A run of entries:
** BEGIN **

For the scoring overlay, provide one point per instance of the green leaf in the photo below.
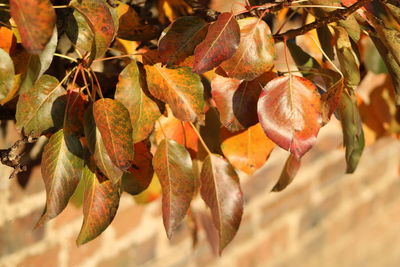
(353, 134)
(98, 149)
(289, 171)
(132, 92)
(6, 74)
(255, 54)
(100, 20)
(236, 100)
(42, 107)
(173, 166)
(35, 20)
(220, 44)
(220, 189)
(141, 173)
(180, 88)
(112, 120)
(100, 204)
(79, 31)
(62, 164)
(289, 110)
(181, 38)
(38, 64)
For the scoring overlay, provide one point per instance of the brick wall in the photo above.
(325, 218)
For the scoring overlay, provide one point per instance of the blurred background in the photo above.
(324, 218)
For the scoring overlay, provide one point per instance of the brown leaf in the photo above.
(132, 92)
(100, 204)
(35, 20)
(220, 44)
(112, 120)
(289, 110)
(180, 88)
(100, 20)
(173, 166)
(236, 100)
(141, 173)
(220, 189)
(62, 164)
(255, 54)
(248, 150)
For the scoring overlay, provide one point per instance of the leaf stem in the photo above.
(66, 57)
(116, 57)
(200, 138)
(63, 6)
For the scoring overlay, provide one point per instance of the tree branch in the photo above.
(334, 16)
(12, 157)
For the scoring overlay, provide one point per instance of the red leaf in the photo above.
(181, 38)
(62, 164)
(112, 120)
(141, 173)
(236, 100)
(220, 189)
(292, 165)
(173, 166)
(35, 20)
(221, 42)
(255, 54)
(100, 20)
(289, 110)
(100, 204)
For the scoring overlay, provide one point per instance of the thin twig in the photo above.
(334, 16)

** END **

Copy out everything from the line containing "stem in the photo above." down to the end of the entries, requests included, moving each point by adding 81 to both of its coordinates.

For the scoring overlay, provide one point per instance of the leaf stem in the photo above.
(147, 138)
(197, 138)
(281, 219)
(144, 87)
For the scoring overlay, provide one point per instance of the tree branch in the photo above.
(415, 97)
(93, 238)
For the scoring overlay, provide one point per instance of the red leaf in the photo above.
(262, 119)
(143, 245)
(193, 201)
(222, 254)
(317, 181)
(301, 270)
(373, 246)
(254, 247)
(116, 101)
(302, 123)
(336, 135)
(181, 101)
(370, 191)
(181, 285)
For the scoring overlay, provide one point per instance of the thin twig in the photo above.
(415, 97)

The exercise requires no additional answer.